Dataset records about object locations
*****

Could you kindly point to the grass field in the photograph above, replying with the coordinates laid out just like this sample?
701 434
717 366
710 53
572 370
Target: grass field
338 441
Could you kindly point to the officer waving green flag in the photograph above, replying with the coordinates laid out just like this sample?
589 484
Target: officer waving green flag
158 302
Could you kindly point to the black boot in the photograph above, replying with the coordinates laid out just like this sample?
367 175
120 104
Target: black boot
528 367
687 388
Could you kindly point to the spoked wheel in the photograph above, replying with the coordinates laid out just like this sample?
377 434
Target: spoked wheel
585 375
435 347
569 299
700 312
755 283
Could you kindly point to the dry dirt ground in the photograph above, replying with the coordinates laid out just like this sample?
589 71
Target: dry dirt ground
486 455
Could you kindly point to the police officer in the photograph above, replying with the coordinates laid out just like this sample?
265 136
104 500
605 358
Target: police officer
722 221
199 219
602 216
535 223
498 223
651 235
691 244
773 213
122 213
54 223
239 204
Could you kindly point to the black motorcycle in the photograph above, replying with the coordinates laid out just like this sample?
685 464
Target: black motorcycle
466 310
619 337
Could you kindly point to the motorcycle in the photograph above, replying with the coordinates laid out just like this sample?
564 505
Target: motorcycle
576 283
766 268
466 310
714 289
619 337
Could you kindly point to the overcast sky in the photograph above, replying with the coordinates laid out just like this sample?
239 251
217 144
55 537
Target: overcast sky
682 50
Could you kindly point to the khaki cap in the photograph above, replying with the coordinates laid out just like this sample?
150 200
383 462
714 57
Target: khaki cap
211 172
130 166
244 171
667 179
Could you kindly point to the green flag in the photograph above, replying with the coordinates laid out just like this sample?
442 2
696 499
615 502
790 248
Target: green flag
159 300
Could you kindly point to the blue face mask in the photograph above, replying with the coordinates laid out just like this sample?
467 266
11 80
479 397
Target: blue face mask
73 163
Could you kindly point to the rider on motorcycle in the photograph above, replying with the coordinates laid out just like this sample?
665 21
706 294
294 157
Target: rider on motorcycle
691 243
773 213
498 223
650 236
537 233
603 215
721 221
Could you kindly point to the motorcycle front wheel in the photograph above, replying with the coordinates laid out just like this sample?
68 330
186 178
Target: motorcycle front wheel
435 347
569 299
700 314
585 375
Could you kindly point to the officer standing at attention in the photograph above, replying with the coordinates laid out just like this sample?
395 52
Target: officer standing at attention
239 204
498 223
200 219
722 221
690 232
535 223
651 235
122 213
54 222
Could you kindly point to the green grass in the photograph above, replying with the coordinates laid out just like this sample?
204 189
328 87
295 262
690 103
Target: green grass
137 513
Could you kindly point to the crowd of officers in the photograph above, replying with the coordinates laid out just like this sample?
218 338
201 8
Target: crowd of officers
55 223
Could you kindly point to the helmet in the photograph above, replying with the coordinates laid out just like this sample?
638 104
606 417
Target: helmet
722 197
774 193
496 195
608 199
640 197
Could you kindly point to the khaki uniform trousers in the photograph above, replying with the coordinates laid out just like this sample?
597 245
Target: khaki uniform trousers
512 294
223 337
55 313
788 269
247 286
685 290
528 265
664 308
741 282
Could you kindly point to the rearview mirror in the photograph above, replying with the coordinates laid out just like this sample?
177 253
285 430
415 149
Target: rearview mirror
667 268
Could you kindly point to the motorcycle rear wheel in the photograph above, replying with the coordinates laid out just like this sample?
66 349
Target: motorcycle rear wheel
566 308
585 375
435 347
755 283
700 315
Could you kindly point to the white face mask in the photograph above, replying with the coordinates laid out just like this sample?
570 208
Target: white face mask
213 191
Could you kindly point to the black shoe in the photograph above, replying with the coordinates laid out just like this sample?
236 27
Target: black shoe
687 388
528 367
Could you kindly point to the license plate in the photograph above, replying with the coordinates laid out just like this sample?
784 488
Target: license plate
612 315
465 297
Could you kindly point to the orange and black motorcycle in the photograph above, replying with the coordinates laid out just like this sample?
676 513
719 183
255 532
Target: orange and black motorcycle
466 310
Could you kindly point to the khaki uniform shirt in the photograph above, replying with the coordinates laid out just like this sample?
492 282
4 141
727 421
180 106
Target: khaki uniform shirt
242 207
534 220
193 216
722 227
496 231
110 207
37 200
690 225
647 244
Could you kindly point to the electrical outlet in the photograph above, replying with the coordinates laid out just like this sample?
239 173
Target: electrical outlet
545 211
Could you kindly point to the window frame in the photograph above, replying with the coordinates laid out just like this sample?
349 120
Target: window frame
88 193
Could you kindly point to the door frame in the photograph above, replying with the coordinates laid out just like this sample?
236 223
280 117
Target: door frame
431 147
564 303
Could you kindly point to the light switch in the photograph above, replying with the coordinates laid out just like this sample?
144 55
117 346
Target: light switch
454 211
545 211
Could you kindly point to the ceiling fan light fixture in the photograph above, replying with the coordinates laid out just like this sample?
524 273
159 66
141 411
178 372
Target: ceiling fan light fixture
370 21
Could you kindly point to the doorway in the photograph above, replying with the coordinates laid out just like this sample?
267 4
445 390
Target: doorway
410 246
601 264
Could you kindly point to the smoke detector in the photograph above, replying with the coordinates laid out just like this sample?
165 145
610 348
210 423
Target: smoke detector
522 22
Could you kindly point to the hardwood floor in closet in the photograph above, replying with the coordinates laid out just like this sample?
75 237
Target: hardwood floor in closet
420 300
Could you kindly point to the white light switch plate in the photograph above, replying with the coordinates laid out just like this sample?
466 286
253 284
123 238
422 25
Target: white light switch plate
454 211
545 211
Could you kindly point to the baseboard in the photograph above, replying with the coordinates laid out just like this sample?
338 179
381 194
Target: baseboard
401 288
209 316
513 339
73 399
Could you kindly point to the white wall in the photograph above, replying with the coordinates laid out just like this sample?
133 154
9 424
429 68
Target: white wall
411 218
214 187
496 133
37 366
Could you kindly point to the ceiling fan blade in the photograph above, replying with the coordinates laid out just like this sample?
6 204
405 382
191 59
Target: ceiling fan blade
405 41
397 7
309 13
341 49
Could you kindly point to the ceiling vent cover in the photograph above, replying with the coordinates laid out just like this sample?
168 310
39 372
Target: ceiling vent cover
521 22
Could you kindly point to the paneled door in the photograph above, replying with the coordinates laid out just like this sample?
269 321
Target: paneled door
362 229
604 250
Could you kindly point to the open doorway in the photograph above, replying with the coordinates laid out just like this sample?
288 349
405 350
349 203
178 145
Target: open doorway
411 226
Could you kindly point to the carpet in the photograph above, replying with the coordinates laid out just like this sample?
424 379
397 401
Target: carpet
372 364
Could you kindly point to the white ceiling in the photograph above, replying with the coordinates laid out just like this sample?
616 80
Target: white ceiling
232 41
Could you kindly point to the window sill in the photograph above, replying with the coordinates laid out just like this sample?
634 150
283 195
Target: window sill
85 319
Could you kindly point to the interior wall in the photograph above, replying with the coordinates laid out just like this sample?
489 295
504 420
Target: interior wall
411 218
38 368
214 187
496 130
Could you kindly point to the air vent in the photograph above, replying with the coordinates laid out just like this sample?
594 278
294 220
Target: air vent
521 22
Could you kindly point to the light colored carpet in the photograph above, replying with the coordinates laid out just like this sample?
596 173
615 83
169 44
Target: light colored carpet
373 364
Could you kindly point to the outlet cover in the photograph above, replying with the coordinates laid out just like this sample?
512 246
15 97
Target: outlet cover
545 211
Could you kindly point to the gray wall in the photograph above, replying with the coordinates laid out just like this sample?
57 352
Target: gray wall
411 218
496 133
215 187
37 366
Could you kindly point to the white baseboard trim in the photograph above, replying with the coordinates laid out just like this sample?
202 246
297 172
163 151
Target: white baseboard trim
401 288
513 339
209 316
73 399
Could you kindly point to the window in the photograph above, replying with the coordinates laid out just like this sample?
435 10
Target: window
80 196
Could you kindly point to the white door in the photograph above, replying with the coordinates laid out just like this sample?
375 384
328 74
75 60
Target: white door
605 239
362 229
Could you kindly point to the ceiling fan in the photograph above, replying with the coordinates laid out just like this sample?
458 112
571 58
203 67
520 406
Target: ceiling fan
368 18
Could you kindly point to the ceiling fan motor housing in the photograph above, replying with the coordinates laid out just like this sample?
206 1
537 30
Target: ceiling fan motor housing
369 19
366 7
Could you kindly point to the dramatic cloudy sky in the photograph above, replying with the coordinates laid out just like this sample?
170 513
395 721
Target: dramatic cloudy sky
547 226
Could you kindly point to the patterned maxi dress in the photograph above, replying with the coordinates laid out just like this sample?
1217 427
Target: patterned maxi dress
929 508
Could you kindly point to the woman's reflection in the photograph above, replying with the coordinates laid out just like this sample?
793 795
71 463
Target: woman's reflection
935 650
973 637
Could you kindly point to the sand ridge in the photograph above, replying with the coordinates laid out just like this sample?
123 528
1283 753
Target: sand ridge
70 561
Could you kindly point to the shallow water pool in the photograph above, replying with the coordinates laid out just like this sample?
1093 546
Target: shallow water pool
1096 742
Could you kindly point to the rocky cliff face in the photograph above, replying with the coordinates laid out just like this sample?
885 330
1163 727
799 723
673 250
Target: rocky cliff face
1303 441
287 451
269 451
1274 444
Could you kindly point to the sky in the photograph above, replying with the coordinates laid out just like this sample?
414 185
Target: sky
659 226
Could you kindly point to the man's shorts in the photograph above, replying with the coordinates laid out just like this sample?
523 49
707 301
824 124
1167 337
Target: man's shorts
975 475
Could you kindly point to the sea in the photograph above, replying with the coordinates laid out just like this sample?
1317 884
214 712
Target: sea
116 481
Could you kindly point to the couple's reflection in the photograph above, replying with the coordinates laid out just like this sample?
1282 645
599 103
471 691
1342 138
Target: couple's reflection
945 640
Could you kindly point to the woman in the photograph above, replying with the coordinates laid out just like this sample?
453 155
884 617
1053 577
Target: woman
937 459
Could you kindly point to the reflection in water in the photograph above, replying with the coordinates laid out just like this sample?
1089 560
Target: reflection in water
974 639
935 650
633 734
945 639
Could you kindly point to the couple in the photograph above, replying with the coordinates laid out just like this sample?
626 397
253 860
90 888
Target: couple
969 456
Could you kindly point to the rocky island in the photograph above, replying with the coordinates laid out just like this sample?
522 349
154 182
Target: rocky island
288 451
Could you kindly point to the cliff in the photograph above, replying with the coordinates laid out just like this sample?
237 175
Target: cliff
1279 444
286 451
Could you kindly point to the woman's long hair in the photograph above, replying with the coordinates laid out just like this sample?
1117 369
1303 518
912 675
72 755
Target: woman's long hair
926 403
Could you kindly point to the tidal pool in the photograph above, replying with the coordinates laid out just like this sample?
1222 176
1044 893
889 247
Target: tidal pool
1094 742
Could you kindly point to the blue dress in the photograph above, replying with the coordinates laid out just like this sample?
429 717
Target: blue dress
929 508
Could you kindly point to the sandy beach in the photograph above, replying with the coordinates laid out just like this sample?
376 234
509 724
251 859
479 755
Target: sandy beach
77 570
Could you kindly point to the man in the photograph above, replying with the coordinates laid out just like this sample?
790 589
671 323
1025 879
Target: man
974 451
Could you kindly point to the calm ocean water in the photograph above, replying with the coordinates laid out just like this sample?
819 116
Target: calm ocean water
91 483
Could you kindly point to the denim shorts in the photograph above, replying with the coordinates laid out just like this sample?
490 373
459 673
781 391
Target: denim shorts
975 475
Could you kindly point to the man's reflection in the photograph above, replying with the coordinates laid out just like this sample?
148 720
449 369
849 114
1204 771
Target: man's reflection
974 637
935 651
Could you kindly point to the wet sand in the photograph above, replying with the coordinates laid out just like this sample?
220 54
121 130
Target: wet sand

*****

▶ Requirements
Return exactly the lines from the one containing "Could you kindly point to the denim" to the last line of the data, and nothing more.

▶ Output
Could you kindly point to the denim shorts in the photograph above, replying with the coordinates laid out just like this sample?
490 373
459 673
781 391
Target: denim shorts
975 475
Could you kindly point to the man's reflection in the photograph above, replying with the coordinates laid out just like this sample?
148 720
449 369
849 114
1204 771
Target: man's reflection
974 637
935 651
Could you kindly point to the wet sand in the photograph above, replying with the coordinates laid out just like this sample?
220 54
121 130
Target: wet sand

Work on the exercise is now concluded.